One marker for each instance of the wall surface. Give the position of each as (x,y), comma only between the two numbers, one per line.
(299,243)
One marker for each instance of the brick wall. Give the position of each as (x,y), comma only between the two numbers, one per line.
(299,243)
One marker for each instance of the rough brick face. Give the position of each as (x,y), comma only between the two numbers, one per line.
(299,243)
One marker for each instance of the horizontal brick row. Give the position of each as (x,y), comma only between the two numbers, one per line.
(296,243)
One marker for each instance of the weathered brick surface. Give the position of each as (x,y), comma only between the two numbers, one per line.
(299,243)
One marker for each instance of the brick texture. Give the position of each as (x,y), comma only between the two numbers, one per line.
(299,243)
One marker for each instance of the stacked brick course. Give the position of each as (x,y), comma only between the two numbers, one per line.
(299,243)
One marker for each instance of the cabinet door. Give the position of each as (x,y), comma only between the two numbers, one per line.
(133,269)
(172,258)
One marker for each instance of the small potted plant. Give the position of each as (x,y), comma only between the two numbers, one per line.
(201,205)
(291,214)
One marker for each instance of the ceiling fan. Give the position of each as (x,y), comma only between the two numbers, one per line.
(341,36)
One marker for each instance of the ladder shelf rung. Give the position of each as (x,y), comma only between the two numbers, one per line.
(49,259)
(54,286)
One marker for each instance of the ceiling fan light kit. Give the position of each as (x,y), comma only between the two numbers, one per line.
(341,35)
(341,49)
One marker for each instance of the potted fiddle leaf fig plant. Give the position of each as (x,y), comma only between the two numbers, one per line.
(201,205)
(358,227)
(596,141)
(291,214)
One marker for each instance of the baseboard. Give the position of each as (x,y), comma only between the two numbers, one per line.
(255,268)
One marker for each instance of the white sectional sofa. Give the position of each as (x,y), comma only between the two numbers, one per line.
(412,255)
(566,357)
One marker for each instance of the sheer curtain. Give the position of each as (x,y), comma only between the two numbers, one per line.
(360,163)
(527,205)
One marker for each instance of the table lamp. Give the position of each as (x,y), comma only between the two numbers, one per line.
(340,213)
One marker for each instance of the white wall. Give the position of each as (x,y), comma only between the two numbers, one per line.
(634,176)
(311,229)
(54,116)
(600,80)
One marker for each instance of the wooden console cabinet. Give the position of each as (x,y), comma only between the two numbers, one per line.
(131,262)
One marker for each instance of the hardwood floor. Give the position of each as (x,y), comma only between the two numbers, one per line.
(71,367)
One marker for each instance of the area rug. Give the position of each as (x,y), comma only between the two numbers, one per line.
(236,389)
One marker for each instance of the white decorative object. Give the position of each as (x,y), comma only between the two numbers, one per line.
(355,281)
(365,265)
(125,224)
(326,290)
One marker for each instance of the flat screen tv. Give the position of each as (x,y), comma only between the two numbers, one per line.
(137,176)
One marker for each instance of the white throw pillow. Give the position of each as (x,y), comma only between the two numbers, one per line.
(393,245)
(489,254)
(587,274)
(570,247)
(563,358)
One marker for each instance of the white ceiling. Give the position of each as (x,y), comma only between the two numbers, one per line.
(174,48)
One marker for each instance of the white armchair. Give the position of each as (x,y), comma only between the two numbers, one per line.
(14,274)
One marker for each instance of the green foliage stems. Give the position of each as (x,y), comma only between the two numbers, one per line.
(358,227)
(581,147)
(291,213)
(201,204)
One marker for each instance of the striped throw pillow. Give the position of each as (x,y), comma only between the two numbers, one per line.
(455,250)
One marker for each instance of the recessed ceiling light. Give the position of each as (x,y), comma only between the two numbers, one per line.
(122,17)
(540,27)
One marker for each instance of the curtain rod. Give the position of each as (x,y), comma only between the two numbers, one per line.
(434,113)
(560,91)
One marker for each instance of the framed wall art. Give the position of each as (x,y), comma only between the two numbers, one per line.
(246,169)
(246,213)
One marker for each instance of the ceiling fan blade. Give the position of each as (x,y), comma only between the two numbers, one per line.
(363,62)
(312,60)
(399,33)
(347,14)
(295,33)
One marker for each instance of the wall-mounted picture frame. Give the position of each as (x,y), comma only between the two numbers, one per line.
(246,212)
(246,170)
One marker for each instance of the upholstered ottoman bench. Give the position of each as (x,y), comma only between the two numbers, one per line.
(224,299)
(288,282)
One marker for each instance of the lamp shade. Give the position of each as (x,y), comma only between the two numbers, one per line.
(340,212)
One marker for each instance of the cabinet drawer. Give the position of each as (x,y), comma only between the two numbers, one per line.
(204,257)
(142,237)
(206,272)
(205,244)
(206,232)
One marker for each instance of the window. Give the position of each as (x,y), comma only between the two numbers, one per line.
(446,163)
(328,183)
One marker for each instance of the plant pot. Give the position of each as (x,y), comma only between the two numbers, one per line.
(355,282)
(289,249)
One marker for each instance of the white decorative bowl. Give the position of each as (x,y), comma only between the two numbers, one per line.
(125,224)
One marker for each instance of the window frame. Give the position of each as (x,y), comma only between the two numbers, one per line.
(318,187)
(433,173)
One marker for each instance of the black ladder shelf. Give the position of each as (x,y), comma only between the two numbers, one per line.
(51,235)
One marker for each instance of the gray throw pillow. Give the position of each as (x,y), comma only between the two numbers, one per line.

══════

Rewrite all of the data above as a numbered list with one line per item, leaving out any blank lines.

- Result of the task -
1. One marker for each instance of the wall surface. Give the position of each as (x,y), comma only between the two numbers, one per line.
2. (299,243)
3. One marker for each instance of the brick wall. Give the position of each as (x,y), comma only between the two numbers, one per line.
4. (299,243)
5. One marker for each instance of the rough brick face. Give the position of each as (x,y), comma only between the two numbers, one per line.
6. (299,243)
7. One marker for each instance of the horizontal brick row. Give the position of each as (x,y), comma only between the two numbers, one per line.
8. (296,243)
9. One marker for each instance of the weathered brick surface. Give the position of each as (x,y), comma only between the two numbers, one per line.
10. (299,243)
11. One marker for each instance of the brick texture. Give the position of each as (x,y), comma only between the two numbers, one per line.
12. (299,243)
13. One marker for each instance of the stacked brick course. Give the position of each as (x,y), comma only between the two numbers, one per line.
14. (299,243)
15. One marker for each instance of the cabinet door. Give the position of each as (x,y), comma only between the two numbers, one per line.
16. (133,269)
17. (172,258)
18. One marker for each instance of the small potted plant. Give the position of each as (x,y), comma only between the two numbers, one per line.
19. (201,205)
20. (291,214)
21. One marker for each instance of the ceiling fan. Give the position of each as (x,y), comma only between the two numbers, one per line.
22. (341,36)
23. One marker for each instance of the ladder shelf rung. Give the position of each as (x,y), comma only between the two numbers, one per line.
24. (49,259)
25. (54,286)
26. One marker for each instance of the ceiling fan light kit. Give the position of each as (x,y), comma only between the two numbers, one per line.
27. (341,35)
28. (341,49)
29. One marker for each instance of the potted fiddle leaf fig plant. Give the position of each as (x,y), comma only between the two numbers, one per line.
30. (201,205)
31. (358,227)
32. (596,141)
33. (291,214)
34. One marker for each instance of the baseboard. Give the position of each as (x,y), comma only between the two numbers, one per line.
35. (255,268)
36. One marker for each instance of the white sectional sofa. Give the position of each as (x,y), comma only between the two numbers, one per line.
37. (412,255)
38. (566,357)
39. One marker for each instance of the sheer curtain. Give the position of each as (x,y), comma only between the two numbers, one per line.
40. (360,163)
41. (527,205)
42. One marker for each instance of the table lamp. Give the position of each as (x,y), comma only between the two numbers, one per line.
43. (340,213)
44. One marker for each instance of the white wall. Give the position of each as (x,y), comma only between the two numbers, one per line.
45. (634,176)
46. (311,229)
47. (54,116)
48. (600,80)
49. One marker for each instance of the wooden console cabinet. Give the position of each as (x,y), comma only between the two numbers, one per line.
50. (131,262)
51. One marker for each instance of the hardwood floor. Give the position of each as (x,y), comma only between the two numbers, one per line.
52. (71,367)
53. One marker for each instance of the area rug. Give the position of each as (x,y), comma only between the two numbers, one per line.
54. (236,389)
55. One marker for each instance of the white decorative object. Give the position of each as (x,y), comma only between the two numbers, one per line.
56. (355,281)
57. (365,265)
58. (125,224)
59. (326,290)
60. One marker for each instance of the flat screen tv. Give the position of each as (x,y), comma only between the two numbers, one per line.
61. (137,176)
62. One marker for each instance of the white throw pillow. Give the position of each as (x,y), comma only between the two numbers, one per line.
63. (393,245)
64. (489,254)
65. (587,274)
66. (570,247)
67. (563,358)
68. One marker for each instance of the white ceiling. Give the position of each as (x,y), comma only between the two numbers, one per line.
69. (174,48)
70. One marker for each instance of the white armchair. Give the position of each as (x,y), comma only between the two numbers, one per line.
71. (14,274)
72. One marker for each instance of the green foliage stems. Give the position of each as (x,y), comma only between the two numbers, one per line.
73. (358,227)
74. (581,147)
75. (291,213)
76. (201,204)
77. One marker for each instance of the striped throw pillow. Give the position of each as (x,y), comma only between the two numbers, one per line.
78. (455,250)
79. One marker for each instance of the recessed ceiling light. Give the position of each as (x,y), comma only between the two numbers, one per line.
80. (122,17)
81. (540,27)
82. One marker for each instance of the curtain rod. Give the position of each as (x,y), comma only between the two numbers, one per line.
83. (434,113)
84. (560,91)
85. One marker for each instance of the framed wall art. Give the position of each as (x,y), comma only between the two numbers, one per line.
86. (246,169)
87. (246,213)
88. One marker for each instance of the ceiling fan blade. Give the position of each as (x,y), comma only between the two numbers, one per line.
89. (363,62)
90. (312,60)
91. (399,33)
92. (347,14)
93. (295,33)
94. One marker for each instance of the wall-mounted picture frame. Give the position of each as (x,y), comma only between the two numbers, one per line.
95. (246,212)
96. (246,170)
97. One marker for each instance of the upholstered ottoman bench. Give the position of each as (x,y), comma only between the two numbers, one per line.
98. (224,299)
99. (288,282)
100. One marker for each instance of the lamp shade. Give the position of each as (x,y), comma only between the two numbers, one per line.
101. (340,212)
102. One marker for each instance of the cabinet drawer. Give the position of each as (x,y), comma only between the two numbers, one per line.
103. (204,257)
104. (142,237)
105. (206,272)
106. (205,244)
107. (206,232)
108. One marker for each instance of the window. Give the position of each as (x,y), comma only between the two numbers, one per line.
109. (446,163)
110. (328,183)
111. One marker for each instance of the plant pot. Give the position of each as (x,y), comma only between the two numbers, one per line.
112. (355,282)
113. (289,249)
114. One marker for each instance of the white decorative bowl. Give the position of each as (x,y), comma only between the two numbers, one per line.
115. (125,224)
116. One marker for each instance of the window frame. Give the position of each as (x,y), comma only between the two numbers, one per line.
117. (318,187)
118. (433,173)
119. One marker for each instance of the black ladder shelf. Give the position of each as (x,y), comma only between the two numbers, one per line.
120. (51,235)
121. One marker for each instance of the gray throw pillow. Give the position of each as (x,y), comma only between the two numbers, one per line.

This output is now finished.